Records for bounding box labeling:
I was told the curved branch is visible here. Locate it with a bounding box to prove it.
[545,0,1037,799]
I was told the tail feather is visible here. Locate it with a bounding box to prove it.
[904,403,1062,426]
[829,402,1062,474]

### Do this
Copy each record above word for word, keeping its lines in the same order.

### Solution to the problem
I was told the curved branch is visible here. Locate it with a bounding box to prove it.
[545,0,1037,799]
I was told the tail feather is visible here. Locate it with a bounding box to prove it.
[904,403,1062,426]
[829,402,1062,474]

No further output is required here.